Reproduce the passage of the article on the anti-mask paper starting at "There are also" and ending at "most conventional journals.", substituting "daring" for each occurrence of "radical".

§ TEXT FOR ANALYSIS:
• • •

A recent paper in a journal called Medical Hypotheses has made the argument that maybe we shouldn’t be wearing masks. It cites year-old research, from before we understood the pandemic, and its arguments don’t hold together. But it looks like a scientific study, and it’s been shared on social media and by some news sites as if it is a study.
To experts in the field and to people who have kept up with research on COVID-19 over the past year, the paper’s claims are obviously unsupported and its argument is not new or interesting; it’s mainly a restatement of claims that have been debunked over and over (including here at Lifehacker).
But many people shared it because it looked like a legit study. It was often identified as a “Stanford study” or an “NIH study,” and the fact that it was published in a peer-reviewed journal seemed to lend it some credibility. So let’s look at why those signifiers are not actually relevant.
What’s the difference between a study and a journal article?
Scientific journals publish a variety of papers. Many of them describe a study, which I’d define as an experiment, or set of experiments, that seek to answer a piece of a real-world question. A clinical trial of a drug or vaccine is one example of a study. A statistical analysis of rates of disease in a population is another. A lab experiment done with test tubes and microscopes is yet another.
But journals also publish other things, like reviews that collect previous research and comment on similarities and differences in their findings. They also publish opinion and editorial pieces, which could certainly include a science-backed argument for or against a public health recommendation like wearing masks.
There are also journals that are, shall we say, weird. The one that this recent anti-mask paper appeared in is called Medical Hypotheses, and while it is a peer-reviewed journal, it is not in the business of publishing, er, empirically solid studies. It says of itself:
…Medical Hypotheses was therefore launched, and still exists today, to give novel, radical new ideas and speculations in medicine open-minded consideration, opening the field to radical hypotheses which would be rejected by most conventional journals.

• • •

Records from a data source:
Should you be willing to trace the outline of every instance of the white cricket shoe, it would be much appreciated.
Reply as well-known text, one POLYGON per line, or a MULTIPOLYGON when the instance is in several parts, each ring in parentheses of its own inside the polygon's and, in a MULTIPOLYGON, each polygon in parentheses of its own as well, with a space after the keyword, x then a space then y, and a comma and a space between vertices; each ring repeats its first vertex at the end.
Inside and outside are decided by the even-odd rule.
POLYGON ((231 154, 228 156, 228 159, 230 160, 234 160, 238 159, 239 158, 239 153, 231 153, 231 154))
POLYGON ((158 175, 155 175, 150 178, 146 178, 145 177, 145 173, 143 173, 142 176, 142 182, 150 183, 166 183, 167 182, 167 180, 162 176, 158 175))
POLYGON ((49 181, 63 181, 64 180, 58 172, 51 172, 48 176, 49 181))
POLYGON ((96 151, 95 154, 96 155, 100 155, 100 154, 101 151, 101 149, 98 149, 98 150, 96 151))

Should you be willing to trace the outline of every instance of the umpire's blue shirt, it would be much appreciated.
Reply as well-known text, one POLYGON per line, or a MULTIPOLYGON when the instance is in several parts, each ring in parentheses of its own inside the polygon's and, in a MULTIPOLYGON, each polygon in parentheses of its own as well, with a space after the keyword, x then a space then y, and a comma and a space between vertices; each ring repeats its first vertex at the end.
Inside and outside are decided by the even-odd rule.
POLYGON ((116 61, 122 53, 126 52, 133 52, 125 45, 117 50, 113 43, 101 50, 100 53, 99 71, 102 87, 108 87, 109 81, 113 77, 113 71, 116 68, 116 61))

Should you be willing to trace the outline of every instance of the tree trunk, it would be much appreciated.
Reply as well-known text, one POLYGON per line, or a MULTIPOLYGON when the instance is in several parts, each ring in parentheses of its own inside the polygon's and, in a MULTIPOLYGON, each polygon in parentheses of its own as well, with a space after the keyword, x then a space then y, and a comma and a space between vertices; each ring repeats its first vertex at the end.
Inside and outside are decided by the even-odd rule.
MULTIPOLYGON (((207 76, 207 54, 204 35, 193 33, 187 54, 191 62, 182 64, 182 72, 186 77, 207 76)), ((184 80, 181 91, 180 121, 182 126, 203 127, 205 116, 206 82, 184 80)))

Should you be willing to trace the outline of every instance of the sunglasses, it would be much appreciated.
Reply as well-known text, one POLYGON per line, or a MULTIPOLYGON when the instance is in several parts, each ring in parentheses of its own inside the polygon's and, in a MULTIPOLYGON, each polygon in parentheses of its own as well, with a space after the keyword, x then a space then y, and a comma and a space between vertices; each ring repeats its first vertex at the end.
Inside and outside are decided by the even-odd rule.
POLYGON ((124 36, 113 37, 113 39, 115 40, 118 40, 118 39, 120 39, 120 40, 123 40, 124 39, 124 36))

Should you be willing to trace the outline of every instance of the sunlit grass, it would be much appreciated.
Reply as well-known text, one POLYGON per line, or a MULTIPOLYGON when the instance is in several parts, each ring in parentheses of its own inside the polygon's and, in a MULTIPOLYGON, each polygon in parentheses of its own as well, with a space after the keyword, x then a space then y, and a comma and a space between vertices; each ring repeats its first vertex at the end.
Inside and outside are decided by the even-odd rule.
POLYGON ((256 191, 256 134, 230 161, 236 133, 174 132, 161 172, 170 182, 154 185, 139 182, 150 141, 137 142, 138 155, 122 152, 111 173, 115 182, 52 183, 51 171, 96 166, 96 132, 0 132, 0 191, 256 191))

• • •

§ WRITTEN RESPONSE:
There are also journals that are, shall we say, weird. The one that this recent anti-mask paper appeared in is called Medical Hypotheses, and while it is a peer-reviewed journal, it is not in the business of publishing, er, empirically solid studies. It says of itself:
…Medical Hypotheses was therefore launched, and still exists today, to give novel, daring new ideas and speculations in medicine open-minded consideration, opening the field to daring hypotheses which would be rejected by most conventional journals.